■ Records supplied:
BEGIN

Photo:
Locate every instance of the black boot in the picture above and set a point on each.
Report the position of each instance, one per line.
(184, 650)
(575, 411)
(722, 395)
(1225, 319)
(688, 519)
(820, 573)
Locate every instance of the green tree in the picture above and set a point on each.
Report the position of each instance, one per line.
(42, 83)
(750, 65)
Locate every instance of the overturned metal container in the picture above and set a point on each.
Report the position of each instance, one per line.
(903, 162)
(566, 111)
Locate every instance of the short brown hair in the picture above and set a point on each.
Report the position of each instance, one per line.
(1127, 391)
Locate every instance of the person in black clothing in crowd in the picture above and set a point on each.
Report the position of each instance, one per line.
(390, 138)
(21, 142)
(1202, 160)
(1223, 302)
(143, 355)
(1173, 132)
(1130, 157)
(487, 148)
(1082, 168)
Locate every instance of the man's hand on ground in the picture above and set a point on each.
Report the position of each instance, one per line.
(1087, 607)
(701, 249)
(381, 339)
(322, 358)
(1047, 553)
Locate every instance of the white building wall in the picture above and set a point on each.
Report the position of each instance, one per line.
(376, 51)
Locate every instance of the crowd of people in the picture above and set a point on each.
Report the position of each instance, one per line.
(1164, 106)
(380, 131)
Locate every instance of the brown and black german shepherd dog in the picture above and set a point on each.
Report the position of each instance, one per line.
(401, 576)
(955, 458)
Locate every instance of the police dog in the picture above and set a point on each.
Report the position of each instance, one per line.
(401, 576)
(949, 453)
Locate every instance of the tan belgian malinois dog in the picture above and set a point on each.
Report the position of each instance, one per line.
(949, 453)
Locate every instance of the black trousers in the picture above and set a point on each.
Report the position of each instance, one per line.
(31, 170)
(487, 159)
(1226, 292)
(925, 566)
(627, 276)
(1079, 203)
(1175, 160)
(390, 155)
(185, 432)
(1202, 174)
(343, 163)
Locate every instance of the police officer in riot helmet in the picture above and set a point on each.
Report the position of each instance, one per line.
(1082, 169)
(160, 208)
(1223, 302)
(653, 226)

END

Would you please reproduce all of the lines above exactly?

■ Answer to this exercise:
Photo:
Locate every instance of the black boot in the picture above and set a point on each.
Report the position of each instance, one per line.
(184, 650)
(575, 411)
(722, 395)
(1225, 319)
(688, 519)
(820, 573)
Locate every instance of the green tree in the picture above and set a point on each.
Report the position of each instance, one per line.
(42, 83)
(750, 65)
Locate every instance of the overturned metal container in the picture above and set a point on each.
Report the position of each instance, one per line.
(903, 162)
(566, 111)
Locate every instance of the short brown hair in the picture above and set a point on each.
Report the position of each instance, one per line.
(1127, 391)
Locate every instance of the person in black clothing in crowd in the picture above and set a point on each.
Report the position of each instance, one per line.
(390, 138)
(21, 142)
(1202, 160)
(1223, 302)
(143, 355)
(1173, 132)
(1130, 157)
(487, 148)
(1082, 168)
Locate every instance of the man's hand on ground in the picture above and set a point on each.
Report the position of each instance, one per line.
(1087, 607)
(701, 249)
(381, 339)
(322, 358)
(1047, 553)
Locate every instance of the white building wall in the picture above and set a point on each.
Report the position of each instance, one per line.
(376, 51)
Locate every instance of the crowd of people in the picture above and set a point on each.
Report the position of each instance, one per line.
(1164, 106)
(380, 131)
Locate every instance of the brown and black german shepherd dog in the picture above and set a point on each.
Report the position of each instance, one per line.
(401, 576)
(955, 458)
Locate every instance of the police dog in the picture above and set a point on each.
Report the position of each instance, one per line.
(401, 576)
(949, 453)
Locate every instance of the tan belgian malinois dog in the picture above and set a point on each.
Report the position of each instance, one per line.
(949, 453)
Locate every instance of the black trousers in the picture above and set a point on each.
Report the position of each instance, one per line.
(31, 170)
(487, 159)
(1226, 292)
(925, 566)
(627, 276)
(1079, 203)
(1175, 160)
(390, 155)
(185, 432)
(1202, 174)
(343, 163)
Locate every instance of the police officer in riot helmet in the picture above and set a point on each.
Report the position of each instance, one per line.
(1082, 169)
(160, 208)
(1223, 302)
(653, 226)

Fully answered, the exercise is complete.